- _Given problem_
Please list every line in the rows below that contains the word "orange", copying each line in full.

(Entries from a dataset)

[START]

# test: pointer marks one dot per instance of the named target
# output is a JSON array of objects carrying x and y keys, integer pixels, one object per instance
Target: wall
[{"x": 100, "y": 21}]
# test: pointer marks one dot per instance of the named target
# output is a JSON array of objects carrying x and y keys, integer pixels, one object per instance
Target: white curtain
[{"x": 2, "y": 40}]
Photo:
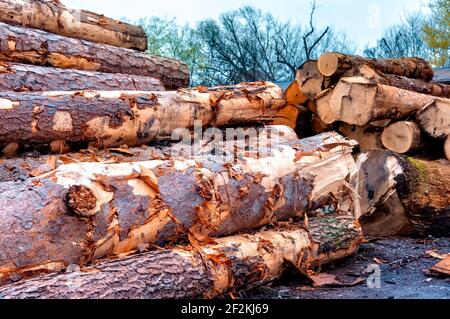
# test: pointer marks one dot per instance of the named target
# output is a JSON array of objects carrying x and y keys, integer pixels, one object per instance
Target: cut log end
[
  {"x": 402, "y": 137},
  {"x": 328, "y": 64}
]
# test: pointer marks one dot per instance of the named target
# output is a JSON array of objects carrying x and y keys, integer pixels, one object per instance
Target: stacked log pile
[
  {"x": 84, "y": 196},
  {"x": 118, "y": 181},
  {"x": 385, "y": 103},
  {"x": 391, "y": 107}
]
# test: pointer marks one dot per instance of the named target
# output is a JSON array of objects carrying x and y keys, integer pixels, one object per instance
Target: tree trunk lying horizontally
[
  {"x": 54, "y": 17},
  {"x": 109, "y": 119},
  {"x": 86, "y": 211},
  {"x": 336, "y": 65},
  {"x": 30, "y": 78},
  {"x": 358, "y": 101},
  {"x": 447, "y": 147},
  {"x": 32, "y": 165},
  {"x": 402, "y": 196},
  {"x": 402, "y": 137},
  {"x": 415, "y": 85},
  {"x": 434, "y": 119},
  {"x": 38, "y": 47},
  {"x": 311, "y": 82},
  {"x": 368, "y": 137},
  {"x": 206, "y": 271}
]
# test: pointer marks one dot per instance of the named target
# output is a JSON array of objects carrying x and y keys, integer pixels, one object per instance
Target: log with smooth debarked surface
[
  {"x": 38, "y": 47},
  {"x": 54, "y": 17},
  {"x": 29, "y": 165},
  {"x": 398, "y": 195},
  {"x": 206, "y": 271},
  {"x": 31, "y": 78},
  {"x": 83, "y": 212},
  {"x": 336, "y": 65},
  {"x": 358, "y": 101},
  {"x": 310, "y": 81},
  {"x": 368, "y": 137},
  {"x": 109, "y": 119},
  {"x": 434, "y": 118}
]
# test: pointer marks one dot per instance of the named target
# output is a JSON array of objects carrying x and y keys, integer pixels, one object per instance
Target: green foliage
[
  {"x": 243, "y": 45},
  {"x": 437, "y": 30}
]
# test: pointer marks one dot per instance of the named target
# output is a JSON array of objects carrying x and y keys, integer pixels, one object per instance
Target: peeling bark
[
  {"x": 402, "y": 137},
  {"x": 29, "y": 78},
  {"x": 434, "y": 119},
  {"x": 54, "y": 17},
  {"x": 358, "y": 101},
  {"x": 415, "y": 85},
  {"x": 157, "y": 202},
  {"x": 109, "y": 119},
  {"x": 310, "y": 81},
  {"x": 232, "y": 263},
  {"x": 38, "y": 47},
  {"x": 418, "y": 193},
  {"x": 35, "y": 165}
]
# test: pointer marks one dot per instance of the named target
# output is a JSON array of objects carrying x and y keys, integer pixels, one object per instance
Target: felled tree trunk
[
  {"x": 368, "y": 137},
  {"x": 358, "y": 101},
  {"x": 25, "y": 78},
  {"x": 38, "y": 47},
  {"x": 336, "y": 65},
  {"x": 33, "y": 165},
  {"x": 230, "y": 264},
  {"x": 311, "y": 82},
  {"x": 434, "y": 118},
  {"x": 418, "y": 193},
  {"x": 54, "y": 17},
  {"x": 415, "y": 85},
  {"x": 86, "y": 211},
  {"x": 109, "y": 119},
  {"x": 447, "y": 148},
  {"x": 402, "y": 137}
]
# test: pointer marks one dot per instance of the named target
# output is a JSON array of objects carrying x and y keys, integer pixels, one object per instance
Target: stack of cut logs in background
[
  {"x": 92, "y": 207},
  {"x": 383, "y": 104}
]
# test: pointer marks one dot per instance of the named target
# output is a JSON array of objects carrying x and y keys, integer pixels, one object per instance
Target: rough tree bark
[
  {"x": 447, "y": 147},
  {"x": 336, "y": 65},
  {"x": 54, "y": 17},
  {"x": 206, "y": 271},
  {"x": 402, "y": 137},
  {"x": 358, "y": 101},
  {"x": 415, "y": 85},
  {"x": 38, "y": 47},
  {"x": 109, "y": 119},
  {"x": 287, "y": 116},
  {"x": 368, "y": 137},
  {"x": 29, "y": 78},
  {"x": 417, "y": 193},
  {"x": 434, "y": 118},
  {"x": 35, "y": 165},
  {"x": 310, "y": 81},
  {"x": 86, "y": 211}
]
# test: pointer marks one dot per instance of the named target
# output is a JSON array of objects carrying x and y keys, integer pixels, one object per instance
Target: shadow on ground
[{"x": 401, "y": 260}]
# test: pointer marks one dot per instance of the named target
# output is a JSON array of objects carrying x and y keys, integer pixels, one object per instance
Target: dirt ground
[{"x": 401, "y": 261}]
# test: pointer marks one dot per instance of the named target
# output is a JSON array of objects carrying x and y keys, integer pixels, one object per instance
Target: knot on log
[{"x": 81, "y": 200}]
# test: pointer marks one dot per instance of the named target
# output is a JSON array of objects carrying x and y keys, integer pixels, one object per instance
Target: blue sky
[{"x": 362, "y": 20}]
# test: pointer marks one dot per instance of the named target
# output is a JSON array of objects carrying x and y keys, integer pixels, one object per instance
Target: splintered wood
[{"x": 98, "y": 210}]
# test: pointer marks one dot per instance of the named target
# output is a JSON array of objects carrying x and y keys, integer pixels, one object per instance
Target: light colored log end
[
  {"x": 328, "y": 64},
  {"x": 402, "y": 137}
]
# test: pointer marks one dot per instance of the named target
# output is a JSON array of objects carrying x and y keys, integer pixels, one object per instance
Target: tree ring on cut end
[{"x": 81, "y": 200}]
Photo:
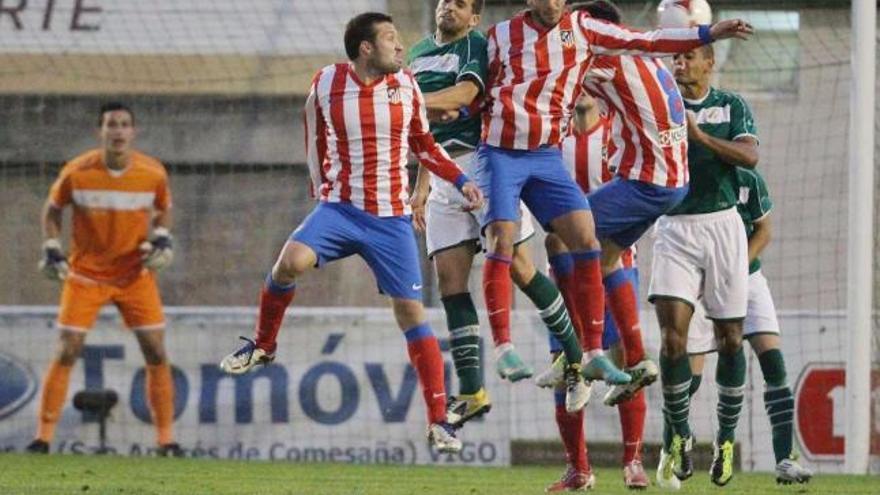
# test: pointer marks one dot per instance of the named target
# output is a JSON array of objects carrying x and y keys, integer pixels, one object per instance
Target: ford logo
[{"x": 18, "y": 384}]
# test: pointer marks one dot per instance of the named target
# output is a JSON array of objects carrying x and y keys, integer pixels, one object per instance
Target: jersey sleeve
[
  {"x": 315, "y": 136},
  {"x": 163, "y": 193},
  {"x": 606, "y": 38},
  {"x": 61, "y": 192},
  {"x": 476, "y": 65},
  {"x": 430, "y": 154},
  {"x": 759, "y": 204},
  {"x": 742, "y": 123}
]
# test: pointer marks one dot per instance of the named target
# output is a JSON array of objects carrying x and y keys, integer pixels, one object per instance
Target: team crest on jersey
[
  {"x": 394, "y": 96},
  {"x": 567, "y": 36}
]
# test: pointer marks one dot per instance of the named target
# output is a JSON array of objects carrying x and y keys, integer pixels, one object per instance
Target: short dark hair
[
  {"x": 601, "y": 9},
  {"x": 360, "y": 28},
  {"x": 113, "y": 106}
]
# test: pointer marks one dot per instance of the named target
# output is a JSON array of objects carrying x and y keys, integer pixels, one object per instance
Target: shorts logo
[
  {"x": 567, "y": 37},
  {"x": 672, "y": 137},
  {"x": 394, "y": 96}
]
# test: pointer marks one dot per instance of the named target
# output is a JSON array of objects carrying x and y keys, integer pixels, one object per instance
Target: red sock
[
  {"x": 632, "y": 423},
  {"x": 424, "y": 354},
  {"x": 621, "y": 297},
  {"x": 571, "y": 431},
  {"x": 274, "y": 300},
  {"x": 590, "y": 297},
  {"x": 497, "y": 290}
]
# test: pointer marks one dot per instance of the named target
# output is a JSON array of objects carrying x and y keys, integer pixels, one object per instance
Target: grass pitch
[{"x": 66, "y": 474}]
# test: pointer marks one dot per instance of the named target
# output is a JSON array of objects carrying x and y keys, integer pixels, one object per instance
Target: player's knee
[
  {"x": 674, "y": 343},
  {"x": 729, "y": 342}
]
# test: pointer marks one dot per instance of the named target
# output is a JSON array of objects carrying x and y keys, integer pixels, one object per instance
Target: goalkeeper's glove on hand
[
  {"x": 53, "y": 264},
  {"x": 156, "y": 254}
]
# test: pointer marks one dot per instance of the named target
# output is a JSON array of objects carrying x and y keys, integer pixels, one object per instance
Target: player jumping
[{"x": 362, "y": 119}]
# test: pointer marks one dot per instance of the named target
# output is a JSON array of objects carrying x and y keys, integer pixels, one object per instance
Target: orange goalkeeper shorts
[{"x": 138, "y": 302}]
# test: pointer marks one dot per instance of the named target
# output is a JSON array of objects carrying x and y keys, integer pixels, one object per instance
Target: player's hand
[
  {"x": 417, "y": 202},
  {"x": 53, "y": 264},
  {"x": 473, "y": 195},
  {"x": 731, "y": 28},
  {"x": 443, "y": 116},
  {"x": 156, "y": 254},
  {"x": 694, "y": 132}
]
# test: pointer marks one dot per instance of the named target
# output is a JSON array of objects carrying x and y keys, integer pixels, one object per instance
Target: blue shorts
[
  {"x": 388, "y": 245},
  {"x": 538, "y": 177},
  {"x": 625, "y": 209},
  {"x": 610, "y": 335}
]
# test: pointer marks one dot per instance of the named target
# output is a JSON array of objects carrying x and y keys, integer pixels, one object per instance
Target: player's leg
[
  {"x": 452, "y": 238},
  {"x": 325, "y": 235},
  {"x": 725, "y": 298},
  {"x": 675, "y": 287},
  {"x": 501, "y": 176},
  {"x": 80, "y": 302},
  {"x": 388, "y": 246},
  {"x": 560, "y": 206},
  {"x": 141, "y": 309},
  {"x": 761, "y": 329},
  {"x": 578, "y": 474}
]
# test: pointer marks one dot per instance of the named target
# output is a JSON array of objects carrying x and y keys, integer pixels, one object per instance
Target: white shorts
[
  {"x": 760, "y": 317},
  {"x": 449, "y": 226},
  {"x": 703, "y": 255}
]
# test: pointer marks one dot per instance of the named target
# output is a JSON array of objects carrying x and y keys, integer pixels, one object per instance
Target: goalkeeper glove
[
  {"x": 54, "y": 263},
  {"x": 156, "y": 254}
]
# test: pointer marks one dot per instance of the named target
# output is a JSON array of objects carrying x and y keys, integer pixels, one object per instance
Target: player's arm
[
  {"x": 760, "y": 237},
  {"x": 454, "y": 97},
  {"x": 53, "y": 263},
  {"x": 610, "y": 39},
  {"x": 742, "y": 150},
  {"x": 315, "y": 136},
  {"x": 433, "y": 157}
]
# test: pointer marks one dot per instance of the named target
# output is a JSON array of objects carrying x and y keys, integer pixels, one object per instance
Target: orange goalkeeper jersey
[{"x": 112, "y": 212}]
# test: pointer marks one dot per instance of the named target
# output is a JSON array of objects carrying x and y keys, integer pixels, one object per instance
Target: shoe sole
[
  {"x": 629, "y": 393},
  {"x": 479, "y": 413}
]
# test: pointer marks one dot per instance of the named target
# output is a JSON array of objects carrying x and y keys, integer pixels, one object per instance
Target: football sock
[
  {"x": 464, "y": 329},
  {"x": 696, "y": 380},
  {"x": 497, "y": 287},
  {"x": 590, "y": 297},
  {"x": 52, "y": 399},
  {"x": 676, "y": 378},
  {"x": 551, "y": 307},
  {"x": 632, "y": 424},
  {"x": 160, "y": 397},
  {"x": 571, "y": 431},
  {"x": 424, "y": 354},
  {"x": 730, "y": 375},
  {"x": 274, "y": 300},
  {"x": 562, "y": 271},
  {"x": 621, "y": 296},
  {"x": 778, "y": 401}
]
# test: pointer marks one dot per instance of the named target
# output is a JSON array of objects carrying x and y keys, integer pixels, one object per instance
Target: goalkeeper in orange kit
[{"x": 119, "y": 197}]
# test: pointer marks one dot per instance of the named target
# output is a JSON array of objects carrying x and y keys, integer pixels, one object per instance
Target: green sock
[
  {"x": 730, "y": 376},
  {"x": 696, "y": 380},
  {"x": 778, "y": 401},
  {"x": 464, "y": 329},
  {"x": 547, "y": 298},
  {"x": 676, "y": 378}
]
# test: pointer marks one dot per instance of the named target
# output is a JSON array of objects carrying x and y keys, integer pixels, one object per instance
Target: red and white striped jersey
[
  {"x": 535, "y": 73},
  {"x": 358, "y": 137},
  {"x": 651, "y": 131},
  {"x": 586, "y": 156}
]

[END]

- _Reply to the exercise_
Target: orange goalkeeper shorts
Target: orange goalkeeper jersey
Target: goalkeeper in orange kit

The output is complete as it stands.